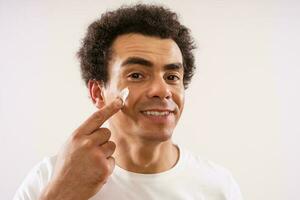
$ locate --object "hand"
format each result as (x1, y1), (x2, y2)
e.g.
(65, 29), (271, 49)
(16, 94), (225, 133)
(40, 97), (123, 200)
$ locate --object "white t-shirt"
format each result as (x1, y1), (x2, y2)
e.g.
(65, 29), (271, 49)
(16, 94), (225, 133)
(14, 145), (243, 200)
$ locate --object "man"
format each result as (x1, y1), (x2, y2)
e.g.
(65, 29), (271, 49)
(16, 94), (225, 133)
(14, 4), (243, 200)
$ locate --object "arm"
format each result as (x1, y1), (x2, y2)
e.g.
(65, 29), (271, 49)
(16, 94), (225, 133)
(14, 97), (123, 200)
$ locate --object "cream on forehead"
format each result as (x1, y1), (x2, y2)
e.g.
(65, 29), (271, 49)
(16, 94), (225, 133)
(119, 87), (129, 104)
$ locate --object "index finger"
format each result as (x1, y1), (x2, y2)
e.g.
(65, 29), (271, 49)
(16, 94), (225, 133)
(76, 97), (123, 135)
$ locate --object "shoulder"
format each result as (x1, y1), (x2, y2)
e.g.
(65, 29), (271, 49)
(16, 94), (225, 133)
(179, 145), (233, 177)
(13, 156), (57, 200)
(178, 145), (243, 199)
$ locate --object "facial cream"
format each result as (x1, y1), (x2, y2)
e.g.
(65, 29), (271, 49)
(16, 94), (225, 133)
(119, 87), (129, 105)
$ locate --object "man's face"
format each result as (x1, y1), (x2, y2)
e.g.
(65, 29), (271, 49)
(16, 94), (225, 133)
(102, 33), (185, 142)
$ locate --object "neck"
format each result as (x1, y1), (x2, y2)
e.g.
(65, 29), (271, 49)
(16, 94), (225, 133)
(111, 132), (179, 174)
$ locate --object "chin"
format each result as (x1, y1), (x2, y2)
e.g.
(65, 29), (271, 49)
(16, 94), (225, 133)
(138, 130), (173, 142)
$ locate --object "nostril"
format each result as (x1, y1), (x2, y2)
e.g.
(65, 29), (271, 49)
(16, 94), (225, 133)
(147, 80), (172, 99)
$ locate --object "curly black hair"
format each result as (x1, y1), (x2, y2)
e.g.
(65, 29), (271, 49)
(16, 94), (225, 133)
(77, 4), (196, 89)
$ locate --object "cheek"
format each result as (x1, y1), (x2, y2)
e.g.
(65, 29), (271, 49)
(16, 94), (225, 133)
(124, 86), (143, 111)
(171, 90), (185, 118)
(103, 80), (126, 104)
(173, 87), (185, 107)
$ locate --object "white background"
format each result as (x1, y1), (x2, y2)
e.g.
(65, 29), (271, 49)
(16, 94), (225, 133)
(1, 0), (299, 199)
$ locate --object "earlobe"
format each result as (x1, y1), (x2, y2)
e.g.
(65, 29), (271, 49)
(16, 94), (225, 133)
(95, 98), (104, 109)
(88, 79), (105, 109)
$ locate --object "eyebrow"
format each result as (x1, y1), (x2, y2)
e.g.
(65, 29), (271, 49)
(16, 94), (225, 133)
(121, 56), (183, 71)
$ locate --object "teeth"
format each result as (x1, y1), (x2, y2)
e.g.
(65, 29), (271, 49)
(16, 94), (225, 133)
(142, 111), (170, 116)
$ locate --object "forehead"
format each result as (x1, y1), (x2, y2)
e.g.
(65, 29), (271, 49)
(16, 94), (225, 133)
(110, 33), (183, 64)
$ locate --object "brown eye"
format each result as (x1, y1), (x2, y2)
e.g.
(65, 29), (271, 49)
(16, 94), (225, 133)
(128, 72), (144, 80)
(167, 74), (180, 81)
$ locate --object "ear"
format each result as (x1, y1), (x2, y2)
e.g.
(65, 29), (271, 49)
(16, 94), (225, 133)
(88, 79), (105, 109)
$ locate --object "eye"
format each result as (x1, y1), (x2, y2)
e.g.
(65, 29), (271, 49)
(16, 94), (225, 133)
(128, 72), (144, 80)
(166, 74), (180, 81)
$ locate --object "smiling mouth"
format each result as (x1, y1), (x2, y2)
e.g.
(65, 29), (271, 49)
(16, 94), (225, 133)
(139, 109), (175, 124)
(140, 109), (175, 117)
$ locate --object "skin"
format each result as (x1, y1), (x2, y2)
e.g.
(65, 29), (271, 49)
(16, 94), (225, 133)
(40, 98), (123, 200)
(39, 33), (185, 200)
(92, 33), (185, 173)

### Description of the task
Total up the lines in the listing above that include "white". Give the number by itself.

### Answer for the task
2